Goal of the exercise -> Identify every line in the items below that contains the string "bowl" and copy each such line in full.
-----
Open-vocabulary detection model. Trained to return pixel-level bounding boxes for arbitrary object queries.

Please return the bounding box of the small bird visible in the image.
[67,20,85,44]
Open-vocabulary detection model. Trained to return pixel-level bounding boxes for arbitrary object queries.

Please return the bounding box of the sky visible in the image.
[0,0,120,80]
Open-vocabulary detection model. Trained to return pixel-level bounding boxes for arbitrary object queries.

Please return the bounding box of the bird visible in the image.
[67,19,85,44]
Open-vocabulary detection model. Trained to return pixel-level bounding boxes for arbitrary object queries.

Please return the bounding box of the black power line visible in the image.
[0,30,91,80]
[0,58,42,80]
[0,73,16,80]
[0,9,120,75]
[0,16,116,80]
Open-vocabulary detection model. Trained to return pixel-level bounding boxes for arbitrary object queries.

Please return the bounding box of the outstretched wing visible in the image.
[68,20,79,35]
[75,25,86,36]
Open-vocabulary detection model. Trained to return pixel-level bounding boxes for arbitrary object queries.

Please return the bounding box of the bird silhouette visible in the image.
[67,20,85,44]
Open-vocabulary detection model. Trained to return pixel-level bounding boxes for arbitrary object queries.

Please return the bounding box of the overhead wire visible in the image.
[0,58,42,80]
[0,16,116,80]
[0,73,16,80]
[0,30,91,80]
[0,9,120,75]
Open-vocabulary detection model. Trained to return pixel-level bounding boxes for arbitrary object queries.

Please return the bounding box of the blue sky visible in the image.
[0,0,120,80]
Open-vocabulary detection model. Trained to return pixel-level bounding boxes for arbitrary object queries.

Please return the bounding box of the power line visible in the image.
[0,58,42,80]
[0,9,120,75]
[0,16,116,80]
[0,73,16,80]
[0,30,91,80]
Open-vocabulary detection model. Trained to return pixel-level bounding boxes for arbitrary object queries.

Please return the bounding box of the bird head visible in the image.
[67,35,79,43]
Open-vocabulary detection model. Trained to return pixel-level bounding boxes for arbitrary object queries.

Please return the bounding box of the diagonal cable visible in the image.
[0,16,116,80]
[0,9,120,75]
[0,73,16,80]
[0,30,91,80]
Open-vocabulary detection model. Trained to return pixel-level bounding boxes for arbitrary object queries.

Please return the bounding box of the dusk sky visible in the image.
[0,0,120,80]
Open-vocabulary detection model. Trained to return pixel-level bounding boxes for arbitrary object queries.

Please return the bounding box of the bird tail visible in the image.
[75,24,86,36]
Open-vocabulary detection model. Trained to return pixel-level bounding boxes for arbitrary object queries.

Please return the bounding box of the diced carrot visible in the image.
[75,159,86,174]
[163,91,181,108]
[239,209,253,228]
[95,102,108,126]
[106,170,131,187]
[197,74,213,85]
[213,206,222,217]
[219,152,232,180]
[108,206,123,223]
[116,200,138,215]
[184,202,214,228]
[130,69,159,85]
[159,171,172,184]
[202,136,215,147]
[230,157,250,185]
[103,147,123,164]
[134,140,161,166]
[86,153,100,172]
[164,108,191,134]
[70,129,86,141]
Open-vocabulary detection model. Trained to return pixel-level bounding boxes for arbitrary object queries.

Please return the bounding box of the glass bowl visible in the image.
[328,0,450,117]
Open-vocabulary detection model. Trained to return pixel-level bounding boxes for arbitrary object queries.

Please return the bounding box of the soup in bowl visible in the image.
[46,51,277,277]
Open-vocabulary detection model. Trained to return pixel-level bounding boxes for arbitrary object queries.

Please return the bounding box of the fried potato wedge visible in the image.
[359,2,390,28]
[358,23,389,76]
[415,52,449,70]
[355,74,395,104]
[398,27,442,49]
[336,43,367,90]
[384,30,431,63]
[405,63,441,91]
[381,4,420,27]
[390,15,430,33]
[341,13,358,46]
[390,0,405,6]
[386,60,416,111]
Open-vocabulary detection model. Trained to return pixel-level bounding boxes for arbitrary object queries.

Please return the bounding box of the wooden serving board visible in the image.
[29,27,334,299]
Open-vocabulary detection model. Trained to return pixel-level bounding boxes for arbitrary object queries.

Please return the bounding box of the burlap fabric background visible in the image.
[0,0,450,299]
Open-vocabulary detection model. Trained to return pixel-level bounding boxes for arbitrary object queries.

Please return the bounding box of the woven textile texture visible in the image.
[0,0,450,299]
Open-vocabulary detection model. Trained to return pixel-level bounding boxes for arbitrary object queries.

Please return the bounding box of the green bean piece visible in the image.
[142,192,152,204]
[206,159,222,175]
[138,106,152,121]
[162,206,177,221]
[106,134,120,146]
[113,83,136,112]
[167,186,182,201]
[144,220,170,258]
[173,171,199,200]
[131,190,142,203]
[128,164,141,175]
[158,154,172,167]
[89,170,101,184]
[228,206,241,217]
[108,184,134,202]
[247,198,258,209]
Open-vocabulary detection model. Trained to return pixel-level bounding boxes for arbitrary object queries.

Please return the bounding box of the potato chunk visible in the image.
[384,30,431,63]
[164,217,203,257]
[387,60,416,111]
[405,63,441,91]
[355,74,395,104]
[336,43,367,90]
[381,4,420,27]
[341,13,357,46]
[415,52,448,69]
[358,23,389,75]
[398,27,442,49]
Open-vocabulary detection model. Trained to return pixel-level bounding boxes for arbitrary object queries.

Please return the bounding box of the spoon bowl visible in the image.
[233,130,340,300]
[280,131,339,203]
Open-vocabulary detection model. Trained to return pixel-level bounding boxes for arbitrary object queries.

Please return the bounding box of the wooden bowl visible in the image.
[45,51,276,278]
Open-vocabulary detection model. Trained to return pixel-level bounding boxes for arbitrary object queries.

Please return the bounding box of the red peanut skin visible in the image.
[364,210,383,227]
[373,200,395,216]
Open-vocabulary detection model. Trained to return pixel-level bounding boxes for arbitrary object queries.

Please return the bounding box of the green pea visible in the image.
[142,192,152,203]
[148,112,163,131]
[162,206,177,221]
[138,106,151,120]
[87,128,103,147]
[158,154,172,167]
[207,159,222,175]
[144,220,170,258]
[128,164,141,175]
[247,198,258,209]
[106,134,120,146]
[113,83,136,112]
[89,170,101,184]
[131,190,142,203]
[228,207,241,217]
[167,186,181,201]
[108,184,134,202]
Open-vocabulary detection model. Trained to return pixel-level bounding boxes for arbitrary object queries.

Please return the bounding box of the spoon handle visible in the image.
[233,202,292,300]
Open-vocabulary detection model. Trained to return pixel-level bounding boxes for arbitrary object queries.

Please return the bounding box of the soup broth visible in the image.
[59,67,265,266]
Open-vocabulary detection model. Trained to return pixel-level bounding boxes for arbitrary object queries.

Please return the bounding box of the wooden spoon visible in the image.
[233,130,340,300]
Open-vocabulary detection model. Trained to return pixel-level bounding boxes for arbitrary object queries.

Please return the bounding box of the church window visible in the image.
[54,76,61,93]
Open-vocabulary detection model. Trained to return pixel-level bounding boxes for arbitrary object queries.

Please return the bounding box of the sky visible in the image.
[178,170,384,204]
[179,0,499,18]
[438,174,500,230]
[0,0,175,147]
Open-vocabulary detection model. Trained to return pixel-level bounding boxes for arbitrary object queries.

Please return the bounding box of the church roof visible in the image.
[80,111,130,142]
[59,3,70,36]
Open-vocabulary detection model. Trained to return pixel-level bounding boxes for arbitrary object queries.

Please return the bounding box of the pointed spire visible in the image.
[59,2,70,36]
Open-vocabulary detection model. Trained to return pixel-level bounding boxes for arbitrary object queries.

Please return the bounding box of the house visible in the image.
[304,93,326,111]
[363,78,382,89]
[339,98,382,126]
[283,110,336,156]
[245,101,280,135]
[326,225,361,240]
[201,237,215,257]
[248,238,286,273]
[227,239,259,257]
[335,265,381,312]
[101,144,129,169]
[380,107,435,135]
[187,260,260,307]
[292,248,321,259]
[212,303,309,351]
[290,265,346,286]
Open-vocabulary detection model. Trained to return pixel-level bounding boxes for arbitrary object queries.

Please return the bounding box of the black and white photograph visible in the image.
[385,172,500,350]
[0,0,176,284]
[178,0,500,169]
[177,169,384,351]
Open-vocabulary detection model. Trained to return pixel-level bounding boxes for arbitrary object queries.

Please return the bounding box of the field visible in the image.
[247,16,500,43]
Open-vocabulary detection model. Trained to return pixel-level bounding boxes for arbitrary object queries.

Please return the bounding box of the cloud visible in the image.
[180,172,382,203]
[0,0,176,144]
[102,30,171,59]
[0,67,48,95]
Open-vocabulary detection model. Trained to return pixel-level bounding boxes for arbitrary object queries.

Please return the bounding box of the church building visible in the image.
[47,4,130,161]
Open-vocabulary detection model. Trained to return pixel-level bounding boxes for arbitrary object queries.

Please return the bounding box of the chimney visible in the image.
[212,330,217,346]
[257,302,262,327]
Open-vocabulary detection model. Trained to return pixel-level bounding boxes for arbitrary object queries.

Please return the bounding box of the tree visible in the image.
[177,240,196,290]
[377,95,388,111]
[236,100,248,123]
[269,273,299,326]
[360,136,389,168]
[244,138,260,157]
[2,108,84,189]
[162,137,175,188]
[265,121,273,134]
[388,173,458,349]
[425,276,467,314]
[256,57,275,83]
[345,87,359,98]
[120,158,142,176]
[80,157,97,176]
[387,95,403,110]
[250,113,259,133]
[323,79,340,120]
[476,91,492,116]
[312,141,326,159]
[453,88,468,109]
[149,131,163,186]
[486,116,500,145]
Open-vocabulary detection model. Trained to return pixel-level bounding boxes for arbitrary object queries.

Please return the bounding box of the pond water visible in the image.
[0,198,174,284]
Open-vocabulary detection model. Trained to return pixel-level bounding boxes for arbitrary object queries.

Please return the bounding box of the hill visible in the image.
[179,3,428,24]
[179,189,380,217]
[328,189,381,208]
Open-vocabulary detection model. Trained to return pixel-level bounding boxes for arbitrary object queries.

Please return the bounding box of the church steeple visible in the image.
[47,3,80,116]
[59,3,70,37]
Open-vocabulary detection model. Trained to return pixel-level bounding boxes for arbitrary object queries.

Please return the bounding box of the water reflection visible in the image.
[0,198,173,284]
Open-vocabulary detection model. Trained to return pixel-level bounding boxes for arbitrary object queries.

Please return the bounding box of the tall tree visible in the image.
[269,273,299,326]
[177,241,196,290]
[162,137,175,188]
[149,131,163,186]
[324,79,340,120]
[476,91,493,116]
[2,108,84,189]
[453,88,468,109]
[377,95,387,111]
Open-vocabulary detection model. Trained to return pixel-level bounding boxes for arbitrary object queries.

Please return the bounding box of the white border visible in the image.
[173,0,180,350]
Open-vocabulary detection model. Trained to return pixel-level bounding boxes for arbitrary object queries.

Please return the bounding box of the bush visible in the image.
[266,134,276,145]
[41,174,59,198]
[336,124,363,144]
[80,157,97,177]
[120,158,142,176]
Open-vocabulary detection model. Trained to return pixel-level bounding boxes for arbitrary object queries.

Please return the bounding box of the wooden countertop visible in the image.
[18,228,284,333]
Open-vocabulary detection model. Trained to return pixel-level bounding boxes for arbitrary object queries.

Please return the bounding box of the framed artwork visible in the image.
-----
Exercise output ->
Please return the bounding box of the glass bowl visible in the image.
Please return the bounding box of the soup in bowl visible in the image.
Please return the bounding box of the spoon bowl visible in the image.
Please return the bounding box of the wooden bowl visible in the image.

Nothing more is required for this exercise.